_What the exercise asks_: Output the records exactly, every one of them.

Natural language region descriptions:
== == ==

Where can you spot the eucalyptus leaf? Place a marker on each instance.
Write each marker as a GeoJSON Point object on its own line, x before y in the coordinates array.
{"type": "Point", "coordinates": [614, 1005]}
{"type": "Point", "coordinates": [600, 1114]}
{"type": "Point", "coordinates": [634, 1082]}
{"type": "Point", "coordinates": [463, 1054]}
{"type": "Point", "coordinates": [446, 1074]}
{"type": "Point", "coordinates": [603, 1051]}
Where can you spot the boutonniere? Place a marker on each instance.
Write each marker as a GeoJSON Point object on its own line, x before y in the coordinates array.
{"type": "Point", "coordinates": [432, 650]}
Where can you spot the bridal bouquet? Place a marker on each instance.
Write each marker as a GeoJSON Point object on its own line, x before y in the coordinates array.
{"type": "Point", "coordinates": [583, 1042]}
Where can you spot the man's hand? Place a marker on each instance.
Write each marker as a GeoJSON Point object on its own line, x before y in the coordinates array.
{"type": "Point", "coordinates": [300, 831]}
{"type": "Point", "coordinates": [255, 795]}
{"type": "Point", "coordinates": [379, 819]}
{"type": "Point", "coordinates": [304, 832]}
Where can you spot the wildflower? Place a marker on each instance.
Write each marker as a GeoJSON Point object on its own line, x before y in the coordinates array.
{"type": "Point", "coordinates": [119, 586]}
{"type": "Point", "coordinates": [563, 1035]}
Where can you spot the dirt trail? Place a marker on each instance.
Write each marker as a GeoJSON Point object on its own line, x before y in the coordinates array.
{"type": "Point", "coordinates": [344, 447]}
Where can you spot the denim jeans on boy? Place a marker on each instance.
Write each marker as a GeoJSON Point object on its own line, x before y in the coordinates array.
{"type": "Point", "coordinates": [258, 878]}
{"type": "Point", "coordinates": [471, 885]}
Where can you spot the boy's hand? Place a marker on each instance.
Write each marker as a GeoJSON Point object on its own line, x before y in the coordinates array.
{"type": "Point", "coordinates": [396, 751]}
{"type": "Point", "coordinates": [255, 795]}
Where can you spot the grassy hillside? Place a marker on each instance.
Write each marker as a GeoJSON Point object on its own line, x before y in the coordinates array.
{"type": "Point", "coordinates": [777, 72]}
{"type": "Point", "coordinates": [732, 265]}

== == ==

_Result below_:
Where can you spot the eucalyptus leaf? Place a marker on each instance.
Write each marker as a GeoJSON Point object on its own line, x before y in the coordinates array.
{"type": "Point", "coordinates": [614, 1005]}
{"type": "Point", "coordinates": [600, 1114]}
{"type": "Point", "coordinates": [634, 1082]}
{"type": "Point", "coordinates": [463, 1054]}
{"type": "Point", "coordinates": [446, 1074]}
{"type": "Point", "coordinates": [603, 1051]}
Where can you spot the boutonniere? Place a marker on each instance.
Write each marker as a GeoJSON Point object on its own line, x before y in the coordinates array.
{"type": "Point", "coordinates": [432, 650]}
Where can you spot the bridal bouquet? Place a marker on each instance.
Write each marker as a GeoJSON Point object on its own line, x before y in the coordinates array.
{"type": "Point", "coordinates": [583, 1042]}
Where can you spot the man's hand? Place a marker on each instance.
Write each marker as a GeoJSON Point object on its own line, x before y in the coordinates array.
{"type": "Point", "coordinates": [300, 831]}
{"type": "Point", "coordinates": [255, 795]}
{"type": "Point", "coordinates": [379, 819]}
{"type": "Point", "coordinates": [304, 832]}
Where can you spot the wildflower? Place a marker on each instance.
Write each marker as a GeoJSON Point object on its own line, x before y in the coordinates array.
{"type": "Point", "coordinates": [119, 586]}
{"type": "Point", "coordinates": [563, 1035]}
Where can you spot the dirt trail? Place a marker on each instance.
Write each marker as a GeoJSON Point object on its own line, x before y in the coordinates array.
{"type": "Point", "coordinates": [344, 447]}
Where can you spot the denim jeans on boy? Place a marker on each instance.
Write each marker as a GeoJSON Point object on its own line, x before y in the coordinates array.
{"type": "Point", "coordinates": [258, 878]}
{"type": "Point", "coordinates": [471, 885]}
Where can you spot the boy's hand? Place a marker on each instance.
Write each marker as a GeoJSON Point object on its own line, x before y in the coordinates array.
{"type": "Point", "coordinates": [396, 751]}
{"type": "Point", "coordinates": [255, 795]}
Where can you spot the grassy hillside? Place a marker on each instance.
Write each marker as a GeoJSON Point object on its own line, x before y in the coordinates array.
{"type": "Point", "coordinates": [777, 72]}
{"type": "Point", "coordinates": [732, 265]}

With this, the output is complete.